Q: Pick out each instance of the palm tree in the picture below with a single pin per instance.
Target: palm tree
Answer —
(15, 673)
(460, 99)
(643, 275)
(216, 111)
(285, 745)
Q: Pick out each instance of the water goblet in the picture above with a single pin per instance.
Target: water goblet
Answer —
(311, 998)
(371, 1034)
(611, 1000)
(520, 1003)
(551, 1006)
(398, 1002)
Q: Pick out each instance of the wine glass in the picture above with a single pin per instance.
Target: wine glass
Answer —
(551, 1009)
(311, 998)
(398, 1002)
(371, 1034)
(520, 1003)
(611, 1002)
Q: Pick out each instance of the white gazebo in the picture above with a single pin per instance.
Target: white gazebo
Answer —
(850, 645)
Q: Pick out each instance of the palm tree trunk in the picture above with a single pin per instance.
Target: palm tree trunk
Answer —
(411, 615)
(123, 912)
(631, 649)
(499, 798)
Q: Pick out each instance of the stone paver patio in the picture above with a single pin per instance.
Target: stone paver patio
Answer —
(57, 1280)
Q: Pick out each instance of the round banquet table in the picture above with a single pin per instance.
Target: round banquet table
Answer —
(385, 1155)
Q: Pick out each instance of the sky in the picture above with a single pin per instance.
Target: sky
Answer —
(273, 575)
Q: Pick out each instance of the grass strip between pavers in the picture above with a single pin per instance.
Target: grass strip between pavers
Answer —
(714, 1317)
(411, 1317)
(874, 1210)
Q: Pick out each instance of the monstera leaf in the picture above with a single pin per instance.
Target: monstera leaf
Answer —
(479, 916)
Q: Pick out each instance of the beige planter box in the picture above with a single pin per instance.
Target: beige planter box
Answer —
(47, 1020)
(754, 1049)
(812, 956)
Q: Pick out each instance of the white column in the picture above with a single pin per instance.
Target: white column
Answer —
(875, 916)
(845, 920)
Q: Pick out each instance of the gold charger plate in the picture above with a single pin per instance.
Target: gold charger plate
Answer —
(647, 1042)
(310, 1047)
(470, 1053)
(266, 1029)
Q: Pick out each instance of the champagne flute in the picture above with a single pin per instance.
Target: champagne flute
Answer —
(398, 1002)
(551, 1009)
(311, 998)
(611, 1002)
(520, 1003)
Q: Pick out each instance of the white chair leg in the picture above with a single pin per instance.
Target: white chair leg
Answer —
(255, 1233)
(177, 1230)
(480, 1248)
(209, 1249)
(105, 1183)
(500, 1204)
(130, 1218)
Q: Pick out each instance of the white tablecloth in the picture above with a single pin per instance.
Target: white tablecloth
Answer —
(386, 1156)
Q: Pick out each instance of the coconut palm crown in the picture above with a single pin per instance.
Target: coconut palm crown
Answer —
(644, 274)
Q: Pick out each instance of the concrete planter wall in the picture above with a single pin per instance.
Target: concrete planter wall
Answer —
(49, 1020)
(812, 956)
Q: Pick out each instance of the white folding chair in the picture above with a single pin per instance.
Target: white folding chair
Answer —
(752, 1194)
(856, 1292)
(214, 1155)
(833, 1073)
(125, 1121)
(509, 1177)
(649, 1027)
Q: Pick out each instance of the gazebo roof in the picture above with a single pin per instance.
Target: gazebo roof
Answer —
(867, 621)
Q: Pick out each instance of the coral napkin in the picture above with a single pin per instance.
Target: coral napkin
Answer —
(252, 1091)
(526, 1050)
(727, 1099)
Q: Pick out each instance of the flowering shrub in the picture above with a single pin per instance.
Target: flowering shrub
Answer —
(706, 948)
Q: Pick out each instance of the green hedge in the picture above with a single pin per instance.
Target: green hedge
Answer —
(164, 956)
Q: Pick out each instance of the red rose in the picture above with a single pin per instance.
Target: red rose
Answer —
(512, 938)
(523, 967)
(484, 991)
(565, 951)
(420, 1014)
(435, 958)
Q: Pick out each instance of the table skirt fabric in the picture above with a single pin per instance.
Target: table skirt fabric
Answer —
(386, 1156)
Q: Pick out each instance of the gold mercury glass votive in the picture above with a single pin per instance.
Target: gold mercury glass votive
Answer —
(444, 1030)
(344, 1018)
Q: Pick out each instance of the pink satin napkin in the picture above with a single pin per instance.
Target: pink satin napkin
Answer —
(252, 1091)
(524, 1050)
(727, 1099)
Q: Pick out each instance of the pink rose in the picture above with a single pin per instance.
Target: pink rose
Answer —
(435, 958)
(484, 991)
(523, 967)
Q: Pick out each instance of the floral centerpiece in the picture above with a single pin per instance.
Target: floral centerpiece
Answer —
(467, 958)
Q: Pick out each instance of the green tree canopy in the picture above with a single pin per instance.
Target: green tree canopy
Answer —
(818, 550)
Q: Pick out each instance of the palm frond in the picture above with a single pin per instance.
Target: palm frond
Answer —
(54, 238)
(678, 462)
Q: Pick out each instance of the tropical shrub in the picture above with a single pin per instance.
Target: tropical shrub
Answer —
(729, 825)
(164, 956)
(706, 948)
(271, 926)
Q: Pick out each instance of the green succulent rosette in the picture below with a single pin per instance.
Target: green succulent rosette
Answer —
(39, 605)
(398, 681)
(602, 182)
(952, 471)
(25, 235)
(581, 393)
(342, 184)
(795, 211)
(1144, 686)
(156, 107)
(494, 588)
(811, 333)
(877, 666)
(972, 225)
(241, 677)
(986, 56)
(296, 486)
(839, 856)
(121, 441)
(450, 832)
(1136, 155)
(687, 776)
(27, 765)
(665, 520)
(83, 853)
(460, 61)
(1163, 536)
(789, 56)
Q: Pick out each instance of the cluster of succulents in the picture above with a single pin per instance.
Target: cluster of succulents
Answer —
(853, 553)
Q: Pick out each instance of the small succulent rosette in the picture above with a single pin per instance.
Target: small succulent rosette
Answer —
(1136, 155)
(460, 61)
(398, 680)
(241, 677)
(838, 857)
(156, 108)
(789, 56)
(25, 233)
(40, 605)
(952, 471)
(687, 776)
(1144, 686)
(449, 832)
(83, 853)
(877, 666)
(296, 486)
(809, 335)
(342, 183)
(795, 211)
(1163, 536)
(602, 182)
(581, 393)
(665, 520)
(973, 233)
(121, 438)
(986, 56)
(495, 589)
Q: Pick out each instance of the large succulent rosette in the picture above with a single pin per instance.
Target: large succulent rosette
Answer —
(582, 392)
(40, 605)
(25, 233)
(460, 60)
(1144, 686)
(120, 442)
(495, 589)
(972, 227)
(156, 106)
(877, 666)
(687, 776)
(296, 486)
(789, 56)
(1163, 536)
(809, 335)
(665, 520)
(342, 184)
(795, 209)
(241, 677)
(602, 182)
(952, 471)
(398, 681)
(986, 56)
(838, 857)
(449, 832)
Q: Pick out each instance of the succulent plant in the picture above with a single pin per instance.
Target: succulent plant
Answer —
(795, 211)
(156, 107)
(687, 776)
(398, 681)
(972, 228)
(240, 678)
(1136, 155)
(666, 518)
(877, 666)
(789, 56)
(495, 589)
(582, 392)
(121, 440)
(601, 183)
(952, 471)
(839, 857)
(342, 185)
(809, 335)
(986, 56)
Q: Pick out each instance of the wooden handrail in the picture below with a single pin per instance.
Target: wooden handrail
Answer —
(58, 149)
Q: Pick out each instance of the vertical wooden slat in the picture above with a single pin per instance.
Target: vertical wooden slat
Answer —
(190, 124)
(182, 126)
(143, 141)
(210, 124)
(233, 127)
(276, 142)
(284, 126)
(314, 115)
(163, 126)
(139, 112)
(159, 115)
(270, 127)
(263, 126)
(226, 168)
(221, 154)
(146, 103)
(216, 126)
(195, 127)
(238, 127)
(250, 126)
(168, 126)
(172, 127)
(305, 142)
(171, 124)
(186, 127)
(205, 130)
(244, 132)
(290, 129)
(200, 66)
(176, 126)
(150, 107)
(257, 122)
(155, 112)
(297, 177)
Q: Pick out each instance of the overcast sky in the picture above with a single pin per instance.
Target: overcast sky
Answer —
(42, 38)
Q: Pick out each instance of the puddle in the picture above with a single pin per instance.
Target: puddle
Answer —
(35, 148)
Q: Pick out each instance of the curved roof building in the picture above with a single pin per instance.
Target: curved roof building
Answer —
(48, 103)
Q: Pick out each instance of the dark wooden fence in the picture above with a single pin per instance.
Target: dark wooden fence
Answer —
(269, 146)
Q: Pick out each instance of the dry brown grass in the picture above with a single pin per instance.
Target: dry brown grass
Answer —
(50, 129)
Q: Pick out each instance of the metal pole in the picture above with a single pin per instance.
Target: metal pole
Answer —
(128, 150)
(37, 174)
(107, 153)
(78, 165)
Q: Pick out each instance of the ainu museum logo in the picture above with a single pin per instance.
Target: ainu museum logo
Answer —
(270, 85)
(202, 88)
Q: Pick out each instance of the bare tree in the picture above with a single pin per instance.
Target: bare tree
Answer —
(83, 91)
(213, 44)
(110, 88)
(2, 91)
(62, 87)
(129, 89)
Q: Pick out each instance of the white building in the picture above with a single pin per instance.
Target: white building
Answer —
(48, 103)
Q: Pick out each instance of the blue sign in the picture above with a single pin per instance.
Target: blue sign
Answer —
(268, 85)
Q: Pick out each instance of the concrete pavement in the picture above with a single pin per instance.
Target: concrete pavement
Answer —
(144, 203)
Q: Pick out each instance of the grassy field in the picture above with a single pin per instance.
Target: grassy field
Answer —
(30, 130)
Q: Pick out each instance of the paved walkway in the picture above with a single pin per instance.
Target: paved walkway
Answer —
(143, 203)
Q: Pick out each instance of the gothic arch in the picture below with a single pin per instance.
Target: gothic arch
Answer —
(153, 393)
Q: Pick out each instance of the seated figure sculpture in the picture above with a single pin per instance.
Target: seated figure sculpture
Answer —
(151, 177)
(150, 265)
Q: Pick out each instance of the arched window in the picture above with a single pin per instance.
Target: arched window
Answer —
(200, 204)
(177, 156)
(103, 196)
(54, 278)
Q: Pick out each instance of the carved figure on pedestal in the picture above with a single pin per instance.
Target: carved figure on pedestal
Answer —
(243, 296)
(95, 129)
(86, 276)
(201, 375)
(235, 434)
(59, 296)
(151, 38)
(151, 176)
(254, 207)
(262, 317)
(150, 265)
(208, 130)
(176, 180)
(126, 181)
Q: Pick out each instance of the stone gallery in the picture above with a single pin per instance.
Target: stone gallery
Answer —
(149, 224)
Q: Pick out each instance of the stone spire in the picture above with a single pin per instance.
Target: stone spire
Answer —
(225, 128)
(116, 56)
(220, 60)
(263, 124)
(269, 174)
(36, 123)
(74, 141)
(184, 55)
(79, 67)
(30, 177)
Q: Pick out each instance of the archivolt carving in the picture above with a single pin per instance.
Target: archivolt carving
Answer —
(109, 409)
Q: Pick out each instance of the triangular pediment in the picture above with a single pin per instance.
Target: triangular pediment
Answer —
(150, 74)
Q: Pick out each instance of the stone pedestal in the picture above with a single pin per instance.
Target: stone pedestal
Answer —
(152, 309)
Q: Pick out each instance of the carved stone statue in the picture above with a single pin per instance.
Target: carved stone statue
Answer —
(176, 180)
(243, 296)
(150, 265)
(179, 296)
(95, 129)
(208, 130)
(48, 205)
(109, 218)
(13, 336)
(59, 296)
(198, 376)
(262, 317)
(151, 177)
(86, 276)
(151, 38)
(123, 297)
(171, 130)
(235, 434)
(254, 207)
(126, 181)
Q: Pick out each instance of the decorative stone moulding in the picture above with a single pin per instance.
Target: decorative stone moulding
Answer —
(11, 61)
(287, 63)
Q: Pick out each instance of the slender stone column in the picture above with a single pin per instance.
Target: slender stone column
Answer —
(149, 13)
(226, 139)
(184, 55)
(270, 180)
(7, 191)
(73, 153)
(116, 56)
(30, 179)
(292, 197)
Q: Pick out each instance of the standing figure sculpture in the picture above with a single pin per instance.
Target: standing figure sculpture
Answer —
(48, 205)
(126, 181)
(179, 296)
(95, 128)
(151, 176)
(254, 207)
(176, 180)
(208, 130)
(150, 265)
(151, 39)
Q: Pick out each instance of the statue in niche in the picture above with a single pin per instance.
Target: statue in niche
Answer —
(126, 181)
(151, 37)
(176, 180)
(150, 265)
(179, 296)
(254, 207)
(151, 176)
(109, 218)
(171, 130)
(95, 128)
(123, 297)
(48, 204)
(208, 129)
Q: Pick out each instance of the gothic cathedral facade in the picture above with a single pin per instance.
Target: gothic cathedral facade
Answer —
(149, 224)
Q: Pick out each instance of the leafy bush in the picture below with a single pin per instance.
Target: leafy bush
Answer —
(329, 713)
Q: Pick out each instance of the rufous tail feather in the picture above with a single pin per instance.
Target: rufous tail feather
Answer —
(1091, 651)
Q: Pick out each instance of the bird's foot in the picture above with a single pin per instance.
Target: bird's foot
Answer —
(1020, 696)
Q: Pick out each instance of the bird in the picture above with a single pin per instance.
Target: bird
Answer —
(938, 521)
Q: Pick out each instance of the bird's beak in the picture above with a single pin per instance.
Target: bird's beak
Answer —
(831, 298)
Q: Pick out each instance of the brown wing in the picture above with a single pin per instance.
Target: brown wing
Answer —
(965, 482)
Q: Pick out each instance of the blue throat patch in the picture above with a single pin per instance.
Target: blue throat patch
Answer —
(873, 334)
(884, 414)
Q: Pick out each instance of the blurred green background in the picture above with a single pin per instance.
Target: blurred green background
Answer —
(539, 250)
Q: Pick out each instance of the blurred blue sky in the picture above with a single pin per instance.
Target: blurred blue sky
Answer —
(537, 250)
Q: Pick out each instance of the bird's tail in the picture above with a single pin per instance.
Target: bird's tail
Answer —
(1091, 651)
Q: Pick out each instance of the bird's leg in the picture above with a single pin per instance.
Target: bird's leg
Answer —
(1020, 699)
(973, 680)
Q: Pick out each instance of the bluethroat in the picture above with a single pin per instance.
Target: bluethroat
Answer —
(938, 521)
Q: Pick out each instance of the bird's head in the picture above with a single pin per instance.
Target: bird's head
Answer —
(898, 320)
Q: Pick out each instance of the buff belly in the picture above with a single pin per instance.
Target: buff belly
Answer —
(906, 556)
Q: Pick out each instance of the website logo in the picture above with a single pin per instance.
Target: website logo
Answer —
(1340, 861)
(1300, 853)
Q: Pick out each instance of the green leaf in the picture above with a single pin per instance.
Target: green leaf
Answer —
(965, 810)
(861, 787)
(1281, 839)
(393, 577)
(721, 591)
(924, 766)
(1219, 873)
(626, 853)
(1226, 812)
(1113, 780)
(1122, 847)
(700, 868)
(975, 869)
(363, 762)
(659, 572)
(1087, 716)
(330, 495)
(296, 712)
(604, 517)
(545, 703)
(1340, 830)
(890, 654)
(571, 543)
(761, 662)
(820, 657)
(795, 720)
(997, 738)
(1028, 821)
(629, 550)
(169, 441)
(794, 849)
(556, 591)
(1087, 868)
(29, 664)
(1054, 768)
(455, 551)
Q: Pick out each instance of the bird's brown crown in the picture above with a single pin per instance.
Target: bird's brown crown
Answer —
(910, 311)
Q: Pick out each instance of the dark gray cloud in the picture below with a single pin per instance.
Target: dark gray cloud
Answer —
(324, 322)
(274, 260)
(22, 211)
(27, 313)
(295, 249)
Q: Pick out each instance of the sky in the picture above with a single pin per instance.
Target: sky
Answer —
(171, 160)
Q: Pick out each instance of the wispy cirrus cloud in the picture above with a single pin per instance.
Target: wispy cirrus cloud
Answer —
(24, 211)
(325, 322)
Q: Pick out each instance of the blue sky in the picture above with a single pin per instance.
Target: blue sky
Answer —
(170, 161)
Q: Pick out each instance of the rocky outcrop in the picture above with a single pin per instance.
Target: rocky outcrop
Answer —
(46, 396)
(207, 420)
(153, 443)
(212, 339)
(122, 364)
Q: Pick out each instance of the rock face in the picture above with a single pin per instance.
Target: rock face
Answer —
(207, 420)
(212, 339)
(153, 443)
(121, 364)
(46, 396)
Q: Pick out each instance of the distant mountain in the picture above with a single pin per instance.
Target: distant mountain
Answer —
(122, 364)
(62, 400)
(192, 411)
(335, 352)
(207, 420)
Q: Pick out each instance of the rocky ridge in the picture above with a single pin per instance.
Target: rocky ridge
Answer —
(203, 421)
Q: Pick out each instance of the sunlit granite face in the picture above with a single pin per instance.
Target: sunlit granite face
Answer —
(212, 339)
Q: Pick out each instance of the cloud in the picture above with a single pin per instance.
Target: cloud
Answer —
++++++++
**Request**
Return the records above, unchanged, from the line containing "Q: Pick out each instance of the bird's tail" to the line containing "(1300, 853)", with both of those lines included.

**The response**
Q: Pick out each instance of the bird's tail in the picture above with a single pin per instance.
Target: bird's tail
Answer —
(1091, 651)
Q: Pick out each instance of the bird's leg in the picture above with a single pin per instance.
Target: bird's leg
Answer —
(1020, 699)
(973, 680)
Q: Pick out each instance of the bluethroat in the picture above with a single pin per instance.
Target: bluethroat
Answer —
(938, 521)
Q: Pick out each instance of the bird's head in the picture above with a single pin per instance.
Target: bird's head
Answer —
(898, 320)
Q: Pick out each instance of the buff belly in the picture above with a single pin per instance.
Target: buff belly
Answer —
(906, 556)
Q: Pick out each instance of the website logo in the picture above with a single pin per instance.
Target: website logo
Answer —
(1340, 861)
(1300, 853)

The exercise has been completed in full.